■ Yapmanız Gereken: Aşağıdaki verilerde "negative" kelimesinin geçtiği satırları sayın ve yalnızca bu sayıyı yazın.

■ Görev Verileri:
'''

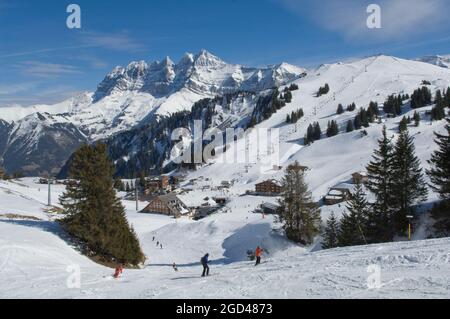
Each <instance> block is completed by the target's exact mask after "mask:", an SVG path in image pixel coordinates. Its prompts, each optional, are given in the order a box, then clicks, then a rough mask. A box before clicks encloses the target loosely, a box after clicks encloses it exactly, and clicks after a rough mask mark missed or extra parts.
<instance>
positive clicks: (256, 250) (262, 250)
mask: <svg viewBox="0 0 450 319" xmlns="http://www.w3.org/2000/svg"><path fill="white" fill-rule="evenodd" d="M262 253H263V249H262V248H261V247H259V246H258V247H256V250H255V257H256V264H255V266H258V265H259V264H260V263H261V256H262Z"/></svg>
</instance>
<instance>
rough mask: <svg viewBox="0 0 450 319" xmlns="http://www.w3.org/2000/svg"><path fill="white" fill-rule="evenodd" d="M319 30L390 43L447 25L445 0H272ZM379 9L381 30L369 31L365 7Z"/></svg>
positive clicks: (420, 33) (448, 5) (435, 29)
mask: <svg viewBox="0 0 450 319" xmlns="http://www.w3.org/2000/svg"><path fill="white" fill-rule="evenodd" d="M275 1H276V2H279V3H281V4H283V5H284V6H285V7H286V8H288V9H289V10H291V11H293V12H295V13H296V14H298V15H301V16H303V17H305V18H310V19H312V20H313V21H314V22H316V23H317V24H318V25H319V26H320V27H322V28H324V29H328V30H330V31H334V32H337V33H339V34H342V35H343V36H344V37H346V38H348V39H356V40H362V39H367V40H369V41H370V40H382V41H383V40H393V39H398V38H402V37H403V38H407V37H410V36H411V34H413V33H414V34H422V33H426V32H430V31H434V30H438V28H439V27H442V26H445V25H446V20H447V19H448V18H447V14H448V12H449V10H450V1H448V0H371V1H367V0H362V1H361V0H359V1H355V0H339V1H336V0H323V1H312V0H311V1H310V0H275ZM371 3H375V4H378V5H379V6H380V7H381V20H382V29H368V28H367V25H366V20H367V17H368V14H367V12H366V9H367V6H368V5H369V4H371Z"/></svg>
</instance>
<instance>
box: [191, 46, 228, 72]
mask: <svg viewBox="0 0 450 319" xmlns="http://www.w3.org/2000/svg"><path fill="white" fill-rule="evenodd" d="M194 65H195V66H196V67H201V68H206V69H219V68H223V67H224V66H226V63H225V62H224V61H223V60H222V59H220V58H219V57H217V56H215V55H213V54H212V53H210V52H208V51H206V50H201V51H200V53H198V54H197V55H196V56H195V58H194Z"/></svg>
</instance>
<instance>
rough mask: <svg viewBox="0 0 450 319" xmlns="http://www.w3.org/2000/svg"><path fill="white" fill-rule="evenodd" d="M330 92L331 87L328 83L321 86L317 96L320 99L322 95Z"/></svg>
mask: <svg viewBox="0 0 450 319" xmlns="http://www.w3.org/2000/svg"><path fill="white" fill-rule="evenodd" d="M328 92H330V86H329V85H328V83H326V84H325V85H324V86H321V87H320V88H319V91H317V94H316V96H317V97H320V96H322V95H325V94H328Z"/></svg>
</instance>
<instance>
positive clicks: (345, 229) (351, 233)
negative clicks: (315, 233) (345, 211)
mask: <svg viewBox="0 0 450 319" xmlns="http://www.w3.org/2000/svg"><path fill="white" fill-rule="evenodd" d="M347 209H348V211H349V213H348V214H344V215H343V216H342V219H341V229H340V232H339V236H338V242H339V246H341V247H344V246H356V245H364V244H367V241H366V237H365V231H366V230H365V227H366V225H367V219H368V217H369V212H370V209H369V204H368V202H367V199H366V194H365V193H364V190H363V188H362V184H361V183H357V184H356V186H355V192H354V195H353V196H352V199H351V200H350V201H349V202H348V205H347Z"/></svg>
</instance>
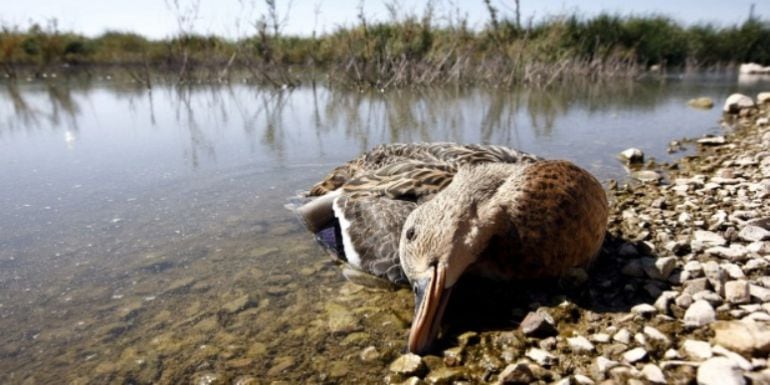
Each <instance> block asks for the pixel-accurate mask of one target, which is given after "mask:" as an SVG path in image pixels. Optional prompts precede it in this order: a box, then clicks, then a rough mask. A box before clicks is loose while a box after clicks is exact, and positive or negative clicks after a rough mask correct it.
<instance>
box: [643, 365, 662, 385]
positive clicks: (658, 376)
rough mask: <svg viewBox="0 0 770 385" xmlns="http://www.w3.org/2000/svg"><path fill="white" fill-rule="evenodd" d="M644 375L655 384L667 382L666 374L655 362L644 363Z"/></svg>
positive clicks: (643, 375) (648, 379)
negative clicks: (656, 364) (645, 363)
mask: <svg viewBox="0 0 770 385" xmlns="http://www.w3.org/2000/svg"><path fill="white" fill-rule="evenodd" d="M642 376H644V378H646V379H647V381H650V382H651V383H653V384H665V383H666V376H664V375H663V371H662V370H660V368H659V367H657V366H655V365H653V364H647V365H644V367H643V368H642Z"/></svg>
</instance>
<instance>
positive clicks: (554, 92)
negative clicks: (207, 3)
mask: <svg viewBox="0 0 770 385" xmlns="http://www.w3.org/2000/svg"><path fill="white" fill-rule="evenodd" d="M768 86H769V84H768V83H758V84H752V85H745V84H744V85H741V84H739V83H737V82H736V80H735V79H727V78H711V79H709V78H697V79H685V80H681V79H673V78H672V79H666V80H664V81H646V82H635V83H634V82H622V83H615V84H602V85H590V86H582V87H569V88H554V89H549V90H547V91H533V90H530V91H524V90H521V91H511V90H498V89H479V88H476V89H451V88H449V89H438V90H430V91H426V90H422V91H389V92H386V93H382V94H380V93H356V92H347V91H339V90H330V89H326V88H321V87H318V88H311V87H305V88H299V89H295V90H291V91H280V92H278V91H271V90H265V89H259V88H255V87H252V86H246V85H235V86H230V87H224V86H197V87H188V88H178V87H173V86H169V87H162V86H156V87H155V88H154V89H153V90H152V91H148V90H146V89H143V88H139V87H136V86H134V85H131V84H122V83H115V82H108V81H97V80H93V81H90V82H83V81H71V82H66V81H59V82H54V83H24V84H11V83H4V84H2V87H1V88H0V171H2V172H0V213H2V215H0V330H2V333H1V334H0V383H26V384H33V383H51V382H56V383H61V382H62V381H63V382H64V383H150V382H158V383H179V382H198V383H207V382H206V381H208V380H213V379H216V381H221V382H223V383H229V382H233V381H237V380H241V383H248V382H247V380H253V381H257V382H256V383H260V382H265V383H269V382H270V381H273V380H282V379H283V380H287V381H290V382H299V381H301V382H306V383H324V382H330V381H331V382H335V381H336V382H349V383H360V382H362V381H363V382H378V383H380V382H381V381H382V380H381V377H382V375H383V374H385V373H386V371H387V363H388V362H389V360H390V359H392V358H393V357H395V356H396V355H398V354H399V353H400V352H401V351H403V349H404V345H403V344H404V342H405V339H404V336H405V333H406V330H407V329H406V327H407V326H408V323H409V321H410V319H411V297H410V294H409V292H408V291H406V290H402V291H399V292H396V293H392V292H371V293H370V292H368V291H367V290H362V289H361V288H358V287H355V286H352V285H350V284H346V283H345V282H344V280H343V279H342V278H341V276H340V274H339V270H338V268H337V267H336V266H335V265H334V264H332V263H330V262H329V260H328V258H327V257H326V256H325V255H324V253H323V252H322V251H321V250H320V249H319V248H318V247H316V246H315V244H314V243H313V241H312V237H311V236H309V235H308V234H306V233H305V232H304V230H303V229H302V228H301V227H300V226H299V224H298V223H297V222H296V221H295V220H294V218H293V217H292V215H291V214H290V213H289V212H288V211H287V210H285V209H284V208H283V205H284V203H285V202H286V199H287V197H289V196H291V195H293V194H295V193H296V192H297V191H300V190H303V189H306V188H307V187H309V186H310V185H311V184H312V183H314V182H315V181H316V180H318V179H319V178H320V177H322V176H323V175H324V174H325V173H326V172H327V171H328V170H329V169H331V168H332V167H334V166H335V165H337V164H339V163H341V162H344V161H346V160H348V159H350V158H352V157H354V156H355V155H357V154H358V153H360V152H361V151H364V150H366V149H368V148H370V147H372V146H374V145H376V144H380V143H390V142H412V141H456V142H464V143H474V142H483V143H495V144H503V145H507V146H511V147H515V148H519V149H521V150H524V151H529V152H533V153H536V154H539V155H542V156H545V157H550V158H565V159H570V160H573V161H575V162H576V163H578V164H580V165H582V166H584V167H586V168H587V169H589V170H590V171H592V172H594V173H595V174H596V175H597V176H599V177H600V178H601V179H608V178H615V179H623V178H625V174H626V171H625V170H624V169H623V168H622V166H621V164H620V163H619V162H617V160H616V159H615V154H617V153H618V152H619V151H621V150H623V149H625V148H627V147H631V146H634V147H639V148H642V149H644V150H645V152H646V153H647V155H648V157H649V156H652V157H655V158H656V159H658V160H662V161H669V160H672V159H675V157H677V156H681V155H682V154H683V153H677V154H673V155H670V154H668V153H667V152H666V145H667V143H668V142H669V141H671V140H673V139H680V138H684V137H699V136H701V135H703V134H705V133H718V132H719V131H720V128H719V118H720V109H719V106H720V103H721V101H722V100H724V98H725V97H726V96H727V95H729V94H730V93H732V92H735V91H741V92H744V93H747V94H750V95H754V94H755V93H756V92H757V91H758V90H761V89H763V88H768ZM698 96H709V97H712V98H713V99H714V100H715V101H716V103H717V108H715V109H712V110H706V111H704V110H696V109H692V108H690V107H688V106H687V104H686V102H687V100H689V99H691V98H694V97H698ZM366 346H375V348H376V349H377V350H378V352H379V353H380V357H379V358H378V359H376V360H373V361H368V362H362V361H361V360H360V359H359V357H358V355H359V353H360V352H361V350H362V349H363V348H364V347H366ZM249 376H251V377H249ZM216 381H213V382H211V383H214V382H216Z"/></svg>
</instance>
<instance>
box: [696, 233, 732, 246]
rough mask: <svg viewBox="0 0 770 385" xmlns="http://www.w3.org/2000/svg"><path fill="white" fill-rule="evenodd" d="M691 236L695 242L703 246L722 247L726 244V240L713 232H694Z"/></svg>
mask: <svg viewBox="0 0 770 385" xmlns="http://www.w3.org/2000/svg"><path fill="white" fill-rule="evenodd" d="M693 236H694V240H695V241H698V242H701V243H702V244H703V245H705V246H724V245H725V244H727V240H725V239H724V238H723V237H722V236H721V235H719V234H717V233H715V232H713V231H706V230H695V232H694V233H693Z"/></svg>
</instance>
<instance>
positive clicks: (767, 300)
mask: <svg viewBox="0 0 770 385" xmlns="http://www.w3.org/2000/svg"><path fill="white" fill-rule="evenodd" d="M749 295H751V297H752V298H756V299H757V300H759V301H760V302H770V289H768V288H765V287H761V286H757V285H749Z"/></svg>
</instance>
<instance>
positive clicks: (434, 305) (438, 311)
mask: <svg viewBox="0 0 770 385" xmlns="http://www.w3.org/2000/svg"><path fill="white" fill-rule="evenodd" d="M445 282H446V268H445V267H444V266H442V265H440V264H439V265H437V266H434V267H433V269H432V271H431V274H430V276H429V277H426V278H425V279H421V280H416V281H415V282H414V292H415V310H414V320H413V321H412V330H411V331H410V333H409V351H410V352H412V353H416V354H424V353H426V352H427V351H428V350H429V349H430V347H431V344H432V343H433V341H434V340H435V339H436V336H437V335H438V331H439V326H441V318H442V317H443V315H444V310H445V309H446V304H447V302H448V301H449V294H451V292H452V288H451V287H450V288H444V283H445Z"/></svg>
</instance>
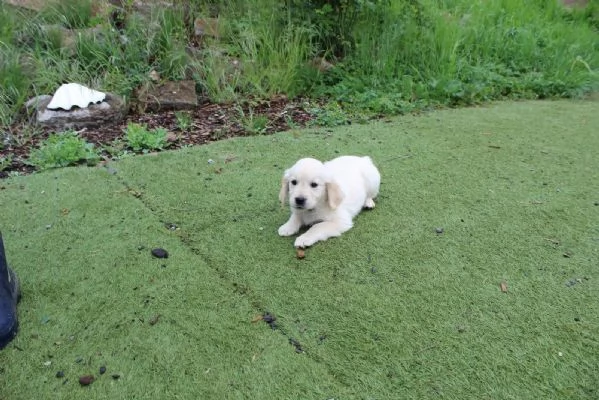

'''

■ Bu Görevin Sonucu: 4